(Provided passage)
+ + + + +

But I'm concerned that :apple:TV is simply not gaining traction. I saw a story today that hyped a device that is coming out that can play YouTube on your TV. The story made this seem like this is the greatest thing ever, and practically ignored the fact that :apple:TV already has this functionality. Moreover, I've seen other threads where people related their experience in Apple Stores as not being positive when it comes to the salespeople helping them with the :apple:TV.

I'm curious as to others thoughts. I know that not all technology sticks with the public, but as I said at the beginning of this post, I love my :apple:TV, and I would hate to have all this content and no place to watch it if my :apple:TV goes bad in several years, or the alternative of having my :apple:TV sitting there with no new content.

Just curious as to others thoughts?

Thanks.
 
I was actually thinking about this today (and also saw the YouTube thing, I think it's Tivo that's adding the feature). I had my doubts and wondered if they would just drop it completely but then realized that they really seem to be getting a lot of the new support from the movie studios based on AppleTV. The HD rentals sure aren't for the iPod and I don't think are even available on computers. I think that the studios will decide this for Apple. If they get behind and add movies quickly and in large numbers then I think Apple will respond by advertising it more and even adding more features (ie keyboard support, maybe widgets or a web browser, etc). But I think if the studios don't support the new rentals and aren't quick to add movies then it will eventually fade out.
I know that even if that even if it does fade out I will most certainly try to pick up one or two more before they're all gone. I use it for my own content that I've ripped to my computer and that is not affected by the studio's support. Also, because I'm in Canada the video content is limited.
 
Look at it this way - if they stopped making iPods tomorrow, your old iPod would still play all of your music.

Same with AppleTV. If they stopped making them tomorrow you can still rent and rip.
 
until they offer a monthly subscription type service for movies and tv shows, i just don't see how it takes off.

if they teamed up with blockbuster or netflix, or offered a similar library of downloadable content, i think it would be a huge success.
 
I don't mind the rental model. And I like the weekly $.99 rental promo. I prefer to buy than to rent though. $3.99 or so for a rental vs. $10-20 for a download or DVD. And since the iTunes sales model is still 640 resolution, while it looks good, I still like the idea of buying, ripping and storing. Then put the DVD in a box where the kids can't ruin it.

+ + + + +

(Information shown)
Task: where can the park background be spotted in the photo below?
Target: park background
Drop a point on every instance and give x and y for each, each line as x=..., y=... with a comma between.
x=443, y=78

+ + + + +

(Task instructions) Copy word for word the part of the Apple TV thread that begins with the words "Same with AppleTV." and ends with "it takes off.". The data isn't needed here.

(Exercise response)
Same with AppleTV. If they stopped making them tomorrow you can still rent and rip.
 
until they offer a monthly subscription type service for movies and tv shows, i just don't see how it takes off.